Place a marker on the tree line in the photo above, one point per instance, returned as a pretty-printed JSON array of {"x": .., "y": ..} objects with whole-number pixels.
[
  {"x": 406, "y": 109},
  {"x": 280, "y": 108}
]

──────────────────────────────

**Task**
Return every line of the records above as a JSON list of strings, one string per line, with blank lines omitted.

**Answer in full**
[
  "Place a marker on the tree line in the photo above, one point per instance, returned as a pretty-printed JSON array of {\"x\": .., \"y\": ..} objects with whole-number pixels.",
  "[",
  "  {\"x\": 406, \"y\": 109},",
  "  {\"x\": 280, \"y\": 108}",
  "]"
]